> _WHAT YOU ARE ASKED TO DO_
Return each line of the material below that contains the string "sign", treating uppercase and lowercase letters as different.

> _RECORDS FOR THIS EXERCISE_
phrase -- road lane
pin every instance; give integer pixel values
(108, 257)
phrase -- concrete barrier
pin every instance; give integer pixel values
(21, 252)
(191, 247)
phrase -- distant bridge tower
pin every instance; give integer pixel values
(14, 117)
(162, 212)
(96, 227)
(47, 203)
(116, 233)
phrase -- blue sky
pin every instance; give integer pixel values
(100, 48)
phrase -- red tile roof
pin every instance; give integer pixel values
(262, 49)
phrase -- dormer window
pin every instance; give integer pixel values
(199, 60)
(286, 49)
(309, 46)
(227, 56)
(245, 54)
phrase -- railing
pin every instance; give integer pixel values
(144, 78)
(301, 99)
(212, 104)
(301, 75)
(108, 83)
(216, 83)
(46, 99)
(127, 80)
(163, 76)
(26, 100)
...
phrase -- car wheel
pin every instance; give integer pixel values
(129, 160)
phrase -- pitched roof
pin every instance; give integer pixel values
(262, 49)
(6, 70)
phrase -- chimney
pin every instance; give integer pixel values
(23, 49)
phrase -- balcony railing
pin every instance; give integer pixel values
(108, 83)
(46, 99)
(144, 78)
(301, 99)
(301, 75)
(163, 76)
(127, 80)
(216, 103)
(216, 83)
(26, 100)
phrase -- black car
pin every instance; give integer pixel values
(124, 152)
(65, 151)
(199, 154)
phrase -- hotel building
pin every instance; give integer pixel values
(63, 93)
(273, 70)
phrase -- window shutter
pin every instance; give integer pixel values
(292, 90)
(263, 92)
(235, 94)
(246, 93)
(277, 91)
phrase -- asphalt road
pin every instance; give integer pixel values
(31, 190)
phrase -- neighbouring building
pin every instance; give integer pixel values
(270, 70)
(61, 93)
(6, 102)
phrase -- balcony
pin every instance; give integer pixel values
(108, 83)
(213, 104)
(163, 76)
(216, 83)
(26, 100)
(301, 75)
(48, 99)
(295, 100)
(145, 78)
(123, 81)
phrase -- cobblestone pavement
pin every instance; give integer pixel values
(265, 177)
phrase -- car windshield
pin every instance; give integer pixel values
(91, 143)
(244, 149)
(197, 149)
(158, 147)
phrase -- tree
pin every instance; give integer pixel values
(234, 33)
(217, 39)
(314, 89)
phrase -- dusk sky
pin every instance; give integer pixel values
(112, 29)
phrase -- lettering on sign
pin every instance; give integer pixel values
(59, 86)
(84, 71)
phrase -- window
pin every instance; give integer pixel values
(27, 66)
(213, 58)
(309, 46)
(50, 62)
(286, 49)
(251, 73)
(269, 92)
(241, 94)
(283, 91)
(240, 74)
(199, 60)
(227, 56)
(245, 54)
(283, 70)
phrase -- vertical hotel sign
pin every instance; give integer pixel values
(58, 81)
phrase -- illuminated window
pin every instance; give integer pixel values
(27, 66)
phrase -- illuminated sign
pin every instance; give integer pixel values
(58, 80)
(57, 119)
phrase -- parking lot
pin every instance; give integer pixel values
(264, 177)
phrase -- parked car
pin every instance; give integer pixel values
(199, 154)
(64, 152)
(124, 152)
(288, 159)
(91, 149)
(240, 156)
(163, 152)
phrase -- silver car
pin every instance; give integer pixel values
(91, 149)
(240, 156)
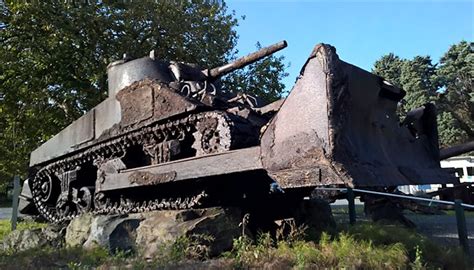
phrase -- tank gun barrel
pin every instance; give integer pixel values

> _RESULT FOR THIS TASK_
phrase -- lettering on sign
phrase -- vertical hotel sign
phrase -- illuminated sign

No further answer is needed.